:: The data
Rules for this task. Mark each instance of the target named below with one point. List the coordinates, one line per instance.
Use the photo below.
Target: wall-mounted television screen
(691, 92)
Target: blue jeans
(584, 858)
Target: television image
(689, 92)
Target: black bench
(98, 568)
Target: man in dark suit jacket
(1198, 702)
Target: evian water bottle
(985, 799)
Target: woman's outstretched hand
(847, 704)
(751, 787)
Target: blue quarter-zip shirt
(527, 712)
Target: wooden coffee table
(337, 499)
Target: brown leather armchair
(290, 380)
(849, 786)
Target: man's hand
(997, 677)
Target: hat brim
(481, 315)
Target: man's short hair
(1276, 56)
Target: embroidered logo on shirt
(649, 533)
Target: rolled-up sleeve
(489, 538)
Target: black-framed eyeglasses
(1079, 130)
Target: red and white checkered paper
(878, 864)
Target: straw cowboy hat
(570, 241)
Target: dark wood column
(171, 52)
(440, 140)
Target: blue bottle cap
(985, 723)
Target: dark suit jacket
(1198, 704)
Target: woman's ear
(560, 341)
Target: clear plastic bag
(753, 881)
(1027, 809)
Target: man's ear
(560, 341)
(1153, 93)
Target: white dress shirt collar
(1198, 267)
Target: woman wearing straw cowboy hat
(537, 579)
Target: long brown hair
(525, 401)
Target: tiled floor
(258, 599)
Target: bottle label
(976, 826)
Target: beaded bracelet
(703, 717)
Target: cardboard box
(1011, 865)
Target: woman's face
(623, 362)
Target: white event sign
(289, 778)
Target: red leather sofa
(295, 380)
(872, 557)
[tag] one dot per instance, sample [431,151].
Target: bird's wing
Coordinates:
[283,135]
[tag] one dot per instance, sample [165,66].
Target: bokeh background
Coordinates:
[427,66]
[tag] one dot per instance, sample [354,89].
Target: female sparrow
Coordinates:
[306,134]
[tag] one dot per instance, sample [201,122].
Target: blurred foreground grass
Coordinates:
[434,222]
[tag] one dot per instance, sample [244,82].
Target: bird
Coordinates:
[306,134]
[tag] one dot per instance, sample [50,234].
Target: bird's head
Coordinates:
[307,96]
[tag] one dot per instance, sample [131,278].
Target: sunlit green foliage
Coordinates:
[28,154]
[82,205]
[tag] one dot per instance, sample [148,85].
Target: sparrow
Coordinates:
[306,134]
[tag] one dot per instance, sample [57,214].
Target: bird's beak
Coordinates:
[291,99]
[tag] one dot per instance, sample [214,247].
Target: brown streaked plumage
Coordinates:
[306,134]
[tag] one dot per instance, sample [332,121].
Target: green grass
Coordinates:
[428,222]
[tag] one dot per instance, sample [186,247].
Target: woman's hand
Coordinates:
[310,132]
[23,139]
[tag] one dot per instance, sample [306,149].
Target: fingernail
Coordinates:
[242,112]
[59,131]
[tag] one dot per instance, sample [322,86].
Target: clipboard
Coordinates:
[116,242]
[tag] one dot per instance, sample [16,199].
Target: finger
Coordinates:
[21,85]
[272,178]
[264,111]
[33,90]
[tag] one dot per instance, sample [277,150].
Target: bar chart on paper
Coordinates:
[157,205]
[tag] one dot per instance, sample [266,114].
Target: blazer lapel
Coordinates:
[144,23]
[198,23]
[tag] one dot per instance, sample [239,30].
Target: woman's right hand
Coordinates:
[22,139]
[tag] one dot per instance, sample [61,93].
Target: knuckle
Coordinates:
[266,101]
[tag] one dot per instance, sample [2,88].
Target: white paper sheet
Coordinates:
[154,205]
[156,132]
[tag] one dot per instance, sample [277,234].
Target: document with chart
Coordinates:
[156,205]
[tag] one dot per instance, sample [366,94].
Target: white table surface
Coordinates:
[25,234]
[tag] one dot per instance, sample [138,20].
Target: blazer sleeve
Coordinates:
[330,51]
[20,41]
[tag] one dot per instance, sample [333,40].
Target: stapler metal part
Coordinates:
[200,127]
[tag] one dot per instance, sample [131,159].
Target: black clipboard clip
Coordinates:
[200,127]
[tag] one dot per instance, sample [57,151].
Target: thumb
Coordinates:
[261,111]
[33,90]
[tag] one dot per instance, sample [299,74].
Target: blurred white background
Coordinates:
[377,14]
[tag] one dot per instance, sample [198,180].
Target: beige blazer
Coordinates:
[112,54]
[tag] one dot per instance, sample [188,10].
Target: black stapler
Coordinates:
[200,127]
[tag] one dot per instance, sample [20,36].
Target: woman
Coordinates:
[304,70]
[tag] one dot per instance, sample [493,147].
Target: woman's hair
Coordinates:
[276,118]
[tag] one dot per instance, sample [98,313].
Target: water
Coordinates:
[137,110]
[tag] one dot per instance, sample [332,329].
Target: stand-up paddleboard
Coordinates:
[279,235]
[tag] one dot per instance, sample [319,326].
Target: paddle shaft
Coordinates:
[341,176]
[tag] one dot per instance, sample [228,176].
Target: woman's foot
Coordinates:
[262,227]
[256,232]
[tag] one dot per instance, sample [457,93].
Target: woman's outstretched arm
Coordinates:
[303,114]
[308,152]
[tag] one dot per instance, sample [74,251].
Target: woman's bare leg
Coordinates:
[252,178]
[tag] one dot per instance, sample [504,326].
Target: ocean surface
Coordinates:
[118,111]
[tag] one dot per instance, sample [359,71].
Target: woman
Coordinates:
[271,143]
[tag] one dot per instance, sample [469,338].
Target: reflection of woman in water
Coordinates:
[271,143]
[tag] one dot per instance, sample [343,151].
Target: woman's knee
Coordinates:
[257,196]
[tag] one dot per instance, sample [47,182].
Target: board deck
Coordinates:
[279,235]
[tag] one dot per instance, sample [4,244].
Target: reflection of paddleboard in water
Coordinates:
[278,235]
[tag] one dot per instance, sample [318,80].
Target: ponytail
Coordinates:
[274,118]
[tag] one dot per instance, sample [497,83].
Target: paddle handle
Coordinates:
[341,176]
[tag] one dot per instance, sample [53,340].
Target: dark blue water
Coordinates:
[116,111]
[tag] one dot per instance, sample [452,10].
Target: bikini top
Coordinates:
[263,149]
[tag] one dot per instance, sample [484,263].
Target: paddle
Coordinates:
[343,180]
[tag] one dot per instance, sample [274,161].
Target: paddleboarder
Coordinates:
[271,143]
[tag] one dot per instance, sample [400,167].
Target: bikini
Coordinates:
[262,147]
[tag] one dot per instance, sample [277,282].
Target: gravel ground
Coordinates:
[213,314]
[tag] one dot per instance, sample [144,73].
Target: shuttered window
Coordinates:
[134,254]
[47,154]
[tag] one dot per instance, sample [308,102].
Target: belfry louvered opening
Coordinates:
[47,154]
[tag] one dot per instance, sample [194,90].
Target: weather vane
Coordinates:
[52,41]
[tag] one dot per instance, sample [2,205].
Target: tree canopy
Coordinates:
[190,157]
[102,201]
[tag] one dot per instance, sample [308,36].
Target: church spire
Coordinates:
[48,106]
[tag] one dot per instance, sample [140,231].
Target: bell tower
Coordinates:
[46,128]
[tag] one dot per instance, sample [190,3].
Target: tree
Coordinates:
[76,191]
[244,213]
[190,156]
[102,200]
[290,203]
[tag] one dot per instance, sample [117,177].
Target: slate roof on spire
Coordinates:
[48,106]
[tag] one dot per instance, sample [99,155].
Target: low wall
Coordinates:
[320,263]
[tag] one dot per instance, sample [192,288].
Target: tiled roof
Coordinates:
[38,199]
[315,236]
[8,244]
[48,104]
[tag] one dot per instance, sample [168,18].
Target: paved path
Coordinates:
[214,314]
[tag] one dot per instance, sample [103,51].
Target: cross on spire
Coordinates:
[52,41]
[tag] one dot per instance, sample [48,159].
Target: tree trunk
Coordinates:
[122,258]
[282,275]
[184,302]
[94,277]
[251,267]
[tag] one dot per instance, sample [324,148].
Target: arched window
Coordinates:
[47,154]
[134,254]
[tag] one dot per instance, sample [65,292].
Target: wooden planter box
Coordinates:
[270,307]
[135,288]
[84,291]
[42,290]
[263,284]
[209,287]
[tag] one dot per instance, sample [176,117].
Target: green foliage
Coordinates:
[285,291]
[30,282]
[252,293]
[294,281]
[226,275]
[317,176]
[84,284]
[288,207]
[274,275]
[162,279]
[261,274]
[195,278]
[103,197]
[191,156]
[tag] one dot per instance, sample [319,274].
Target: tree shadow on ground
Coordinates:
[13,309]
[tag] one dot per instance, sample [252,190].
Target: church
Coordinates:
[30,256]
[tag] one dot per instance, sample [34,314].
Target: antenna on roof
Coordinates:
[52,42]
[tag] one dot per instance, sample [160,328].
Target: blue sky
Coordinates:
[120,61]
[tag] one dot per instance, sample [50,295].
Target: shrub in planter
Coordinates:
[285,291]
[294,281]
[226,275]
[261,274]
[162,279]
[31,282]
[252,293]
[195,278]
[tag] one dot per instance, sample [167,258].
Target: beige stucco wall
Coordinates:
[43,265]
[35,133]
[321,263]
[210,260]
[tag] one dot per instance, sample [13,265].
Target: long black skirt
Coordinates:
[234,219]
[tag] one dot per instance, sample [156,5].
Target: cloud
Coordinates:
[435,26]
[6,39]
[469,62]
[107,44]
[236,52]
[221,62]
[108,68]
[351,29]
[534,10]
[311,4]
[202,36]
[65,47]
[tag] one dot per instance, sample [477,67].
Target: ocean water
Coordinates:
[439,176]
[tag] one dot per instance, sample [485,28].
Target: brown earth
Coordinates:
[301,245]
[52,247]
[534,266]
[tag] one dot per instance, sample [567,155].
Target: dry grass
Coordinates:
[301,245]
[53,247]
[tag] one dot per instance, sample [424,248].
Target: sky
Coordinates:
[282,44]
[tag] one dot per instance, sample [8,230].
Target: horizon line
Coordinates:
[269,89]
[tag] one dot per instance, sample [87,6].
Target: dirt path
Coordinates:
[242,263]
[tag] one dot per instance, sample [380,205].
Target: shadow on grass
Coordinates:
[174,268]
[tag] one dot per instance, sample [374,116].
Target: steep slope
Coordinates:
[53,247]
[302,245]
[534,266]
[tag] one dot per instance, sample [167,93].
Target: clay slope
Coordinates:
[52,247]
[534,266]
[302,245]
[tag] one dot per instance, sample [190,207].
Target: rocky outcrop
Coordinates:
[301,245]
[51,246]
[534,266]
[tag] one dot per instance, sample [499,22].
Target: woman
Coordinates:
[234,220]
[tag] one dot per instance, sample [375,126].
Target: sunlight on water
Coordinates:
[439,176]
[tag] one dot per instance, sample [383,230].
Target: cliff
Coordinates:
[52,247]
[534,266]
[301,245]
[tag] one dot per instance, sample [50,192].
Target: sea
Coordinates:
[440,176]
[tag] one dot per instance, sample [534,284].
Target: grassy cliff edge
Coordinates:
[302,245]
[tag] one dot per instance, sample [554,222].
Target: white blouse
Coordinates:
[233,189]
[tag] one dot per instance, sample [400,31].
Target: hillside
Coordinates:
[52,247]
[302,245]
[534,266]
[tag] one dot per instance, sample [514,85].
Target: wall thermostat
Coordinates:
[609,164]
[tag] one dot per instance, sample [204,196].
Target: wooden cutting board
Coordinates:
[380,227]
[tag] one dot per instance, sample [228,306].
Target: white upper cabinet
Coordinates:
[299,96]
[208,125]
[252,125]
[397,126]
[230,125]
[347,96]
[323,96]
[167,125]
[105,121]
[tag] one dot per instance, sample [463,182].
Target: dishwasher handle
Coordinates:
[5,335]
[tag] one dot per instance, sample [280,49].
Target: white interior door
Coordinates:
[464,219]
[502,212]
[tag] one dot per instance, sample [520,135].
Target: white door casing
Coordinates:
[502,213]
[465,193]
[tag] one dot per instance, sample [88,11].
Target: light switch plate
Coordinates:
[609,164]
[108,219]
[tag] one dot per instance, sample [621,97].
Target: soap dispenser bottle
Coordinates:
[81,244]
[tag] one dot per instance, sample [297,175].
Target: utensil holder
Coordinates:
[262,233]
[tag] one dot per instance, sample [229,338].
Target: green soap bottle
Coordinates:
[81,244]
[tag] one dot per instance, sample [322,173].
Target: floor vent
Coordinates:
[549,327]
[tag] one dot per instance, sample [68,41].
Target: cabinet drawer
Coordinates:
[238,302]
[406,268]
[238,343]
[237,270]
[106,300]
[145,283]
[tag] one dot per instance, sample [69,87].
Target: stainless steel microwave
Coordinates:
::::
• **Exercise**: Every line in the data above that contains "chart" needs to be copied.

• **Task result**:
Target: bar chart on paper
Target: document with chart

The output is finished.